Maar ik zou meer krijgen dan me lief is! Na ongeveer 13 nachten in Seoul te hebben doorgebracht en hier zeker zeven keer het ontbijt te hebben gebruikt dan zou je niet verwachten dat je problemen krijgt bij het bestellen! Mede omdat de bestelling elke keer exact hetzelfde was als de keer ervoor!
Ik ben dus aan de beurt en bestel twee “Sausage McMuffin with Egg”, een zwarte koffie en een koffie met melk. Het meisje achter de kassa slaat de broodjes aan en en slaat bij het horen van de koffie met melk op tilt. Voor een moment gebeurt er niets. Ze kijkt me alleen maar schaapachtig aan. Dus ik denk dat ze me niet heeft verstaan en ik ratel de bestelling nog maar een keer - deze keer met een nog duidelijkere uitspraak - op terwijl de rij klanten achter mij langzaam aangroeit. Er gebeurt nog niets. Ik kijk haar recht in de ogen aan en met twee vooruitgestoken armen maakt ze een schuifbeweging naar rechts als teken dat ik èven aan de kant moet gaan staan. Verbaast stap ik aan de kant en de volgende klant wordt geholpen. Terwijl ik daar sta kijk ik verbaasd over mijn schouder naar Lyka die net zo verbaasd is als ik dat er niets gebeurt.
De eerste klant na mij verlaat de counter met een “Sausage McMuffin with Egg” en een zwarte koffie! Er is in ieder geval voorraad! De tweede klant wordt geholpen en verlaat even later de counter met haar bestelling.
Om te voorkomen dat ik er volgende week nog sta, stap ik voor de volgende klant weer in de rij. Die klant heeft mijn probleem waarschijnlijk herkend.
‘Kan ik u misschien helpen?’, vraagt hij behulpzaam.
Ik leg hem uit wat we willen bestellen en na een korte discussie tussen het meisje achter de kassa en de behulpzame man komt de aap uit de mouw! Koffie met melk kan niet in combinatie met het broodje. De twee moeten apart besteld worden. Dat kost niet alleen een euro meer maar je krijgt ook geen hashbrown!

**Aangeleverde gegevens:**
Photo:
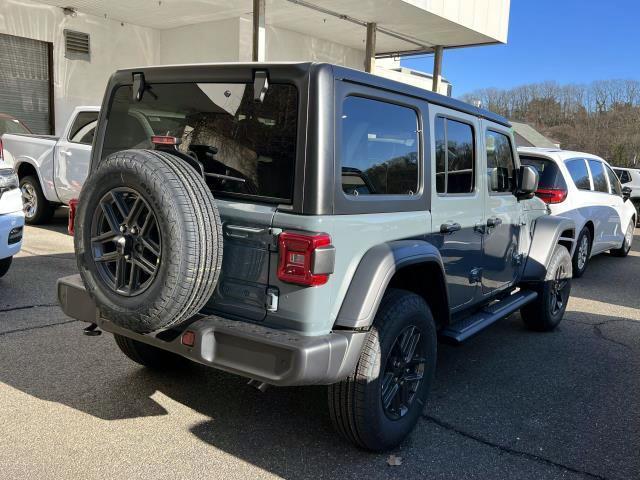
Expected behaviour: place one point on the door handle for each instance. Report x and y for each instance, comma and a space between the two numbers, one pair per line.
494, 222
450, 227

**Opdracht:** Ga verder met het verhaal over de lastige ontbijtbestelling in Seoul, direct na de laatste zin.

**Schriftelijk antwoord:**
Ik krab me op mijn hoofd omdat ik het nu even ècht niet meer begrijp. De vorige zes keer was er absoluut geen probleem en nu is het op deze regenachtige maandagochtend in november onmogelijk. Zodra ik het hele verhaal aan de behulpzame man heb uitgelegd begint hij opnieuw een discussie met het meisje achter de kassa. Tevergeefs! Nou, doe dan maar twee “Sausage McMuffin with Egg” en twee zwarte koffie. Het meisje lacht beduusd nu ze zichzelf uit deze moeilijke situatie heeft gewurmd.
Met de bestelling op het bekende bruine dienblad loop ik even later naar het tafeltje aan het raam waar Lyka op me zit te wachten. Die wil ook graag wil weten wat er nu weer aan de hand was. Ze kan haar oren niet geloven en we beginnen hard lachend aan het ontbijt.
In mijn ooghoek zie ik de - mij bekend voorkomende - manager achter de counter verschijnen. Ik sta rustig op en vraag of ik een beetje melk kan krijgen voor in de koffie. En dat is geen enkel probleem. Dan breekt mijn klomp. Het meisje achter de kassa kijkt me verontschuldigend en verlegen aan. En op dat moment valt het kwartje en begrijp ik wat er aan de hand is.
Dit is McDonald’s! Discipline is streng en de lijst met regels is langer dan de lijst met werknemers. Ooit geprobeerd een hamburger zonder augurk te bestellen? Da’s haast onmogelijk! Dat werkt als zand in de soepel draaiende raderen van de geoliede hamburgermachine. Alles in de keuken bij de gouden bogen is geteld en wanneer er tijdens de dagelijkse inventarisatie blijkt dat er een schijfje augurk teveel is - of te weinig - dan zijn er fouten gemaakt! Ontevreden klanten gemaakt! Die kunnen gaan klagen op twitter en facebook dat het schijfje augurk niet op hun broodje zat! En dat is iets dat het hoofdkantoor in Oak Brook (Chicago), IL, niet leuk vinden!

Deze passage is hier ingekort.